| Prompt |
The records that follow must be repeated verbatim, every one of them.

[Pointing records]
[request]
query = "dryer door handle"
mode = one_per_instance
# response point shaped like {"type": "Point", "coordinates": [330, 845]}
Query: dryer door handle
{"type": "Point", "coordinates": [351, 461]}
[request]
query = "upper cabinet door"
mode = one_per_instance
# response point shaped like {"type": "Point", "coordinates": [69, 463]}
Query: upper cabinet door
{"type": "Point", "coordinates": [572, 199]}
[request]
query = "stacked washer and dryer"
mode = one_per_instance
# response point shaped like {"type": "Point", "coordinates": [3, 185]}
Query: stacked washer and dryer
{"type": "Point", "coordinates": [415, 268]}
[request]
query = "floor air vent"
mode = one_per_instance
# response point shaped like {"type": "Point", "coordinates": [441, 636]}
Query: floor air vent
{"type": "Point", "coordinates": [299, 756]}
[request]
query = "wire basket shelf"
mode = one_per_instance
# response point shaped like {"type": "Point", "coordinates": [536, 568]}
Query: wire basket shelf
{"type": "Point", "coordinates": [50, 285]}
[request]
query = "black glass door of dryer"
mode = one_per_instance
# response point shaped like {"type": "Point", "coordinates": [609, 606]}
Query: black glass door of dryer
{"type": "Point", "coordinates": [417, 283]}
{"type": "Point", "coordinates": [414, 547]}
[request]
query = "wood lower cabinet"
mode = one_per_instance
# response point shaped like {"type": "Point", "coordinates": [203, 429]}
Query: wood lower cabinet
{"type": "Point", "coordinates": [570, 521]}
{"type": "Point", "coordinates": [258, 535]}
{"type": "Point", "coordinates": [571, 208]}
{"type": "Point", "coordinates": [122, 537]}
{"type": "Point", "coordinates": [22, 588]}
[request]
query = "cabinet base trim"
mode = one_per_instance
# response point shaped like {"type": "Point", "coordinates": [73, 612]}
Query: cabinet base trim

| Problem solution |
[request]
query = "dryer door handle"
mode = one_per_instance
# response point shaped like {"type": "Point", "coordinates": [330, 845]}
Query: dryer door handle
{"type": "Point", "coordinates": [351, 461]}
[request]
query = "upper cabinet door"
mode = one_per_instance
# response point shaped like {"type": "Point", "coordinates": [69, 463]}
Query: upper cabinet door
{"type": "Point", "coordinates": [572, 199]}
[request]
query = "stacked washer and dryer"
mode = one_per_instance
# response point shaped like {"type": "Point", "coordinates": [3, 185]}
Query: stacked washer and dryer
{"type": "Point", "coordinates": [415, 268]}
[request]
query = "floor air vent"
mode = one_per_instance
# response point shaped like {"type": "Point", "coordinates": [441, 636]}
Query: floor air vent
{"type": "Point", "coordinates": [299, 756]}
[request]
query = "wire basket shelf"
mode = one_per_instance
# response point shaped like {"type": "Point", "coordinates": [536, 568]}
Query: wire basket shelf
{"type": "Point", "coordinates": [50, 285]}
[request]
query = "black glass door of dryer"
mode = one_per_instance
# response point shaped like {"type": "Point", "coordinates": [609, 606]}
Query: black glass door of dryer
{"type": "Point", "coordinates": [417, 283]}
{"type": "Point", "coordinates": [414, 547]}
[request]
query = "wood lower cabinet"
mode = one_per_instance
# response point shaped like {"type": "Point", "coordinates": [203, 429]}
Query: wood lower cabinet
{"type": "Point", "coordinates": [570, 521]}
{"type": "Point", "coordinates": [258, 535]}
{"type": "Point", "coordinates": [571, 208]}
{"type": "Point", "coordinates": [122, 537]}
{"type": "Point", "coordinates": [22, 588]}
[request]
query = "cabinet base trim"
mode = one_per_instance
# response point shaped like {"type": "Point", "coordinates": [73, 612]}
Query: cabinet base trim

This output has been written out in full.